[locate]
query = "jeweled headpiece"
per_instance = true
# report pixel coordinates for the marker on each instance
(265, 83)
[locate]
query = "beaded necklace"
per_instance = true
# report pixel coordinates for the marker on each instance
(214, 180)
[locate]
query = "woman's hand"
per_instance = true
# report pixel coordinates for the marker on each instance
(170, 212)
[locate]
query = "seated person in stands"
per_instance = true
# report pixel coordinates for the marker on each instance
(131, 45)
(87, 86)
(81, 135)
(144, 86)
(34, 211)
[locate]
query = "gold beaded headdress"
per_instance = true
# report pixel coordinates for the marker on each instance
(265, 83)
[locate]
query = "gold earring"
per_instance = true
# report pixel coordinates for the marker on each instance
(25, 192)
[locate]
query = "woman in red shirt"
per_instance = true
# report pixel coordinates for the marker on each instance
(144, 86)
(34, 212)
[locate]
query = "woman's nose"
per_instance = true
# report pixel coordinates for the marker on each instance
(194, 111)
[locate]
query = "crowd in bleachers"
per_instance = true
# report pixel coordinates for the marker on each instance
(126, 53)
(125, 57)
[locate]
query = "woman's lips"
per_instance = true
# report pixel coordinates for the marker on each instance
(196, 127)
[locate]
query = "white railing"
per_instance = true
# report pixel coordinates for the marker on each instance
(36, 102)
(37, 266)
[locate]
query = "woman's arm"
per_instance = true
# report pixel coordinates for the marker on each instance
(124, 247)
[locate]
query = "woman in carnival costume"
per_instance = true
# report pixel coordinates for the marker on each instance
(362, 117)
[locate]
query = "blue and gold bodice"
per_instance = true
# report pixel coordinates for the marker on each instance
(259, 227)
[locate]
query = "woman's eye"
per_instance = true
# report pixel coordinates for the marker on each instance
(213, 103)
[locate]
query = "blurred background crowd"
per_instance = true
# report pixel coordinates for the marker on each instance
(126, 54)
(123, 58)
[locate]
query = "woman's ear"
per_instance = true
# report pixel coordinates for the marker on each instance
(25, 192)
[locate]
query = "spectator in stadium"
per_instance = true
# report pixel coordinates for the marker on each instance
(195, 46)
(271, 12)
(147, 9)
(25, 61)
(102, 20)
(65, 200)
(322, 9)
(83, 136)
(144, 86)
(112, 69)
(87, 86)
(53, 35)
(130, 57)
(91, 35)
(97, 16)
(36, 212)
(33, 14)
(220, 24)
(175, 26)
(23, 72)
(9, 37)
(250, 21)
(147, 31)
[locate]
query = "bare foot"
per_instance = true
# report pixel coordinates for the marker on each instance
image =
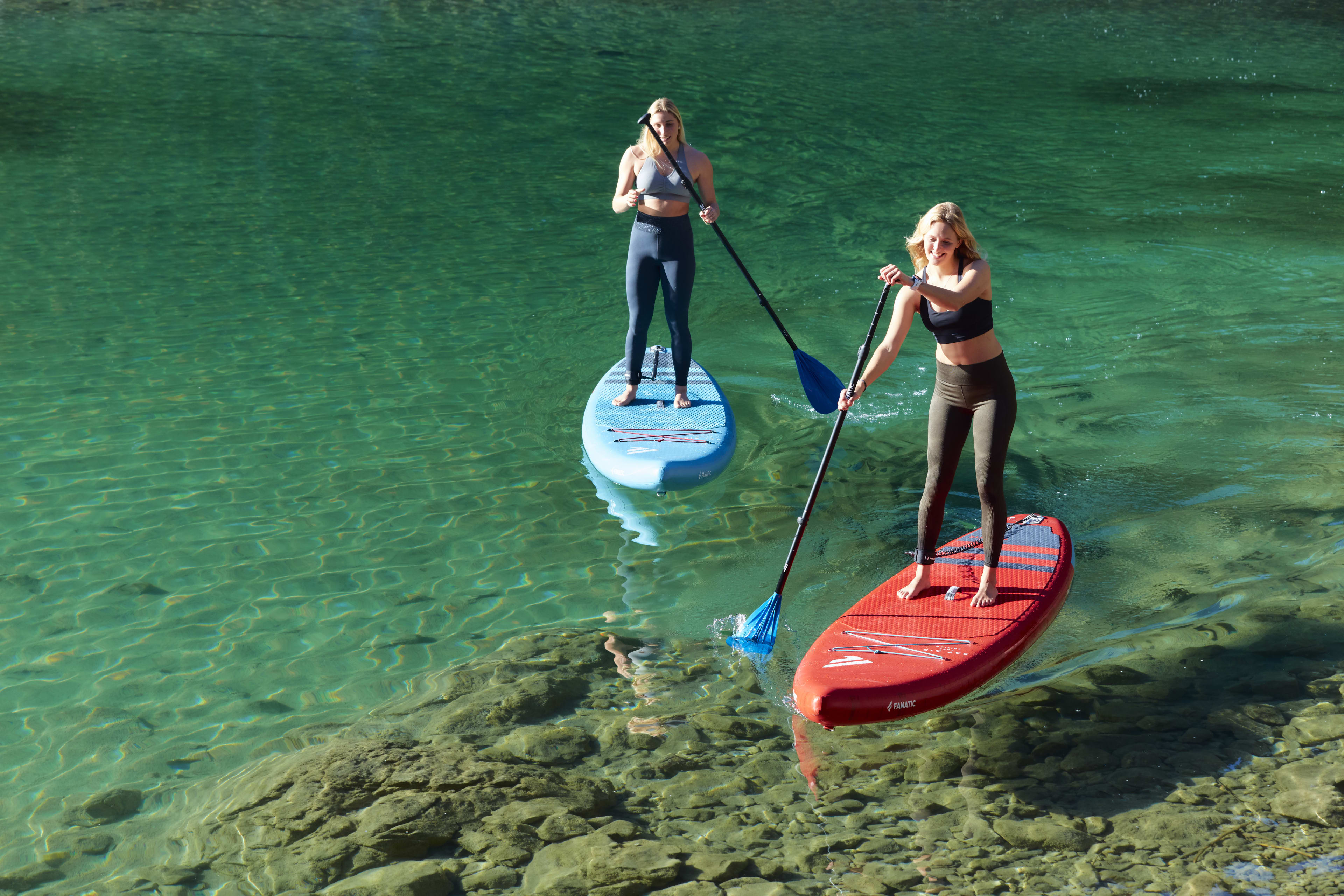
(924, 573)
(625, 398)
(988, 593)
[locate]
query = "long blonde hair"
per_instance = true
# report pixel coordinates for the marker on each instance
(647, 143)
(951, 216)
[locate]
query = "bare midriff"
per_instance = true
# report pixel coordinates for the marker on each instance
(663, 207)
(982, 348)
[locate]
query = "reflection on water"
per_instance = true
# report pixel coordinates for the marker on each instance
(302, 308)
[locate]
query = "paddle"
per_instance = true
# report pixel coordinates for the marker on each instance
(757, 633)
(819, 382)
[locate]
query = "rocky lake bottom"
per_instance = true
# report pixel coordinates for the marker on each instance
(577, 761)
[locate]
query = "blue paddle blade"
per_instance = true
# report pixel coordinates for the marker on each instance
(758, 632)
(822, 386)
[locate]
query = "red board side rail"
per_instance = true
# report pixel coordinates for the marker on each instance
(890, 659)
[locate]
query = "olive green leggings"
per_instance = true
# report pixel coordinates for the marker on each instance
(967, 398)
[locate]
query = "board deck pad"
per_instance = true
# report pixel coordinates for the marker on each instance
(890, 659)
(646, 447)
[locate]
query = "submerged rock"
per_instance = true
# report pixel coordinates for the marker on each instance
(402, 879)
(550, 768)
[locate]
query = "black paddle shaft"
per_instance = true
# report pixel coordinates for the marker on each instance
(831, 445)
(644, 120)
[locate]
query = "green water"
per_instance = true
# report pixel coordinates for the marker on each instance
(303, 304)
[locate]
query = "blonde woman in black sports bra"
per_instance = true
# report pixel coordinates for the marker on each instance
(974, 390)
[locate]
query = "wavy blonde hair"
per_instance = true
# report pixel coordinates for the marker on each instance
(647, 143)
(948, 214)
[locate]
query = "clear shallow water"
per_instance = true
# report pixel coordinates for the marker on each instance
(303, 307)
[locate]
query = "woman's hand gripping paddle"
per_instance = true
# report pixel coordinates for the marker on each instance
(756, 636)
(819, 382)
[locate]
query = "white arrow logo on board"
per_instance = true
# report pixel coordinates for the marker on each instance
(846, 662)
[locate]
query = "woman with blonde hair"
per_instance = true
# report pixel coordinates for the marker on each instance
(662, 250)
(974, 389)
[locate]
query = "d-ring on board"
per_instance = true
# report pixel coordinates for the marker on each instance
(901, 649)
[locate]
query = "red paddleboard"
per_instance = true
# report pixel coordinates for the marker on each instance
(890, 659)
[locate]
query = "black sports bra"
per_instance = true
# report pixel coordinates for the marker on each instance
(974, 319)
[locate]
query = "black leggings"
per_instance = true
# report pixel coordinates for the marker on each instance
(662, 252)
(969, 397)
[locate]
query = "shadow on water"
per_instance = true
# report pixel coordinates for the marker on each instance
(37, 123)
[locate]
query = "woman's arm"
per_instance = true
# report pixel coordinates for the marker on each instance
(627, 197)
(888, 350)
(975, 282)
(702, 173)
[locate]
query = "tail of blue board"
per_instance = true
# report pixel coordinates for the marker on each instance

════════════════

§ **YOUR OBJECTIVE**:
Extract every line in the data above that contains the string "black". Treat the match as case-sensitive.

§ **EXERCISE ANSWER**:
query = "black paddle shaft"
query = "blonde woman in black sports bra"
query = "black sports bra"
query = "black leggings"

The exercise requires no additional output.